## begin READING TEXT
We all need someone to listen...

Single-Motherhood, teaching, bullying, anxiety disorders, long-lost friends, and Love.

Friday, March 4, 2011

Another step toward normal

So, today was the last weekday before I return to work after about six weeks of absence.  Thank God I was blessed with the ability to teach;  it won't be the return to "the grind" that will cause me any anxiety but the daily questions of "where will today take Josh?"  At best, this will be a welcome return to a normalcy that somehow manages to help me cope.  Yet, I feel like a new Mom again.  You know, that feeling of "God, I hope this is what I'm supposed to do at this point..." The feeling that a Mom has when she watches her baby boy stand and suddenly let go of that sturdy end table for the first time...the moment that takes your breath away so suddenly and leaves you with an emotion that will stay with you forever.
## end READING TEXT
## begin ENTRIES PROVIDED
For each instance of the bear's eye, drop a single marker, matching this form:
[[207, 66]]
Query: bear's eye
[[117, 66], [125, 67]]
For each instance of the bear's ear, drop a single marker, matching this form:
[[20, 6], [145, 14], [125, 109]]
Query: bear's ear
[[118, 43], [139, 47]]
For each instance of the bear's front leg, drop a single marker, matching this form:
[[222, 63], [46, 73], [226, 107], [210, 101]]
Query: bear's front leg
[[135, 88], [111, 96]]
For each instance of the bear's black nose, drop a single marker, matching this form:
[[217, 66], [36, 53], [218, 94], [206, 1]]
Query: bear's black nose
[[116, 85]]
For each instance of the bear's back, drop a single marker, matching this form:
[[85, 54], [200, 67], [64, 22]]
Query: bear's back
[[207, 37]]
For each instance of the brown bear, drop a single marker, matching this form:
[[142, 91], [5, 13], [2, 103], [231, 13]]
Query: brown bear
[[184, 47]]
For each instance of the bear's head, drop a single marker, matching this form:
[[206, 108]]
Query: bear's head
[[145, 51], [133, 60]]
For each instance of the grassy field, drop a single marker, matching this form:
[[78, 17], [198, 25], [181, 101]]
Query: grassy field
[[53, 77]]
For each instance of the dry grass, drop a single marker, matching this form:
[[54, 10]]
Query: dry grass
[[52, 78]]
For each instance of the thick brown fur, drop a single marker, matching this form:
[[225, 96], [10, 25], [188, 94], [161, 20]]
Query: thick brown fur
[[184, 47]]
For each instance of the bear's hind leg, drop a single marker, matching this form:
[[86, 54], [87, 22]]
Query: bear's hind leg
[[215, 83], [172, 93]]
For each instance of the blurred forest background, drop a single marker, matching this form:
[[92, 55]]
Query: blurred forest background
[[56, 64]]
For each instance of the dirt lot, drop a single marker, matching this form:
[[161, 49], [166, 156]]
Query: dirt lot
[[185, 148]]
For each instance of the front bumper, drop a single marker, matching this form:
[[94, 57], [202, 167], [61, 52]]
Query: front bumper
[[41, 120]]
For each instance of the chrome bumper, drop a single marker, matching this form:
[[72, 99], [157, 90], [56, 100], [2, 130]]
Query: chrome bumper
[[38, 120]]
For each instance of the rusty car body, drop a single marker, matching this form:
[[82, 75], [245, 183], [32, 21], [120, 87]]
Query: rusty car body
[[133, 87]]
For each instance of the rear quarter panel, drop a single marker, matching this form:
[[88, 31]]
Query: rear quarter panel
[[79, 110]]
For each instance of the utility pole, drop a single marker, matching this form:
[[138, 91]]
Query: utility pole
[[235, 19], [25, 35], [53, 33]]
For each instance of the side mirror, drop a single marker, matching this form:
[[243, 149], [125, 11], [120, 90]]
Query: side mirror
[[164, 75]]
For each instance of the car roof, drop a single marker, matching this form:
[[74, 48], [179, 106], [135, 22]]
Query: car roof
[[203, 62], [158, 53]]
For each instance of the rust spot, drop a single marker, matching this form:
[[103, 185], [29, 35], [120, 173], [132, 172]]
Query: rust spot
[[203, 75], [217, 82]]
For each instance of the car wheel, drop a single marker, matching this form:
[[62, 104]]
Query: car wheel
## end ENTRIES PROVIDED
WRITTEN TASK 1 –
Decide whether each statement agrees with the blog post, answering yes or no and quoting the deciding words: (a) The writer has been absent from work for about six weeks. (b) The writer describes the ability to teach as a blessing. (c) The writer states that the day in question was the last weekend before returning to work.
WRITTEN TASK 2 –
According to the blog post, what does the writer feel like again?
WRITTEN TASK 3 –
Print everything in the blog post from "We all need" down to "with you forever.".

FULL RESPONSE 1 –
(a) Yes: "I return to work after about six weeks of absence"
(b) Yes: "Thank God I was blessed with the ability to teach"
(c) No: "today was the last weekday before I return to work"

FULL RESPONSE 2 –
A new Mom.

FULL RESPONSE 3 –
We all need someone to listen...

Single-Motherhood, teaching, bullying, anxiety disorders, long-lost friends, and Love.

Friday, March 4, 2011

Another step toward normal

So, today was the last weekday before I return to work after about six weeks of absence.  Thank God I was blessed with the ability to teach;  it won't be the return to "the grind" that will cause me any anxiety but the daily questions of "where will today take Josh?"  At best, this will be a welcome return to a normalcy that somehow manages to help me cope.  Yet, I feel like a new Mom again.  You know, that feeling of "God, I hope this is what I'm supposed to do at this point..." The feeling that a Mom has when she watches her baby boy stand and suddenly let go of that sturdy end table for the first time...the moment that takes your breath away so suddenly and leaves you with an emotion that will stay with you forever.